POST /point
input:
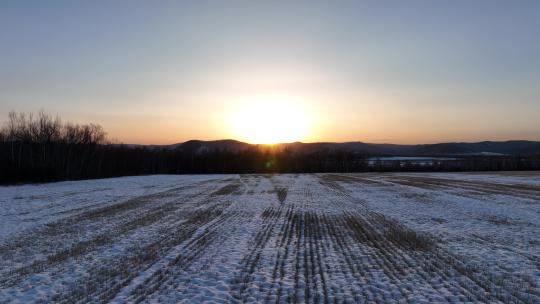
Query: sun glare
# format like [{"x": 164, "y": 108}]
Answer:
[{"x": 270, "y": 120}]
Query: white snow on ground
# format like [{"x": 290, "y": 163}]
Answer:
[{"x": 384, "y": 238}]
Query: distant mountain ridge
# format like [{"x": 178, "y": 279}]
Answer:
[{"x": 511, "y": 147}]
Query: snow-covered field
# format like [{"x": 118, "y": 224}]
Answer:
[{"x": 374, "y": 238}]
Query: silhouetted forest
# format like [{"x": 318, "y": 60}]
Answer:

» **WORK INSTRUCTIONS**
The entries are to be written out again exactly, without their pictures.

» **ANSWER BELOW**
POST /point
input:
Query: sun glare
# format like [{"x": 164, "y": 108}]
Answer:
[{"x": 270, "y": 120}]
Query: white snow on ground
# format like [{"x": 290, "y": 163}]
Answer:
[{"x": 384, "y": 238}]
Query: distant mountain ridge
# format like [{"x": 178, "y": 279}]
Answer:
[{"x": 511, "y": 147}]
Query: snow-covered field
# format like [{"x": 118, "y": 224}]
Answer:
[{"x": 374, "y": 238}]
Query: silhouetted forest
# format like [{"x": 318, "y": 60}]
Answer:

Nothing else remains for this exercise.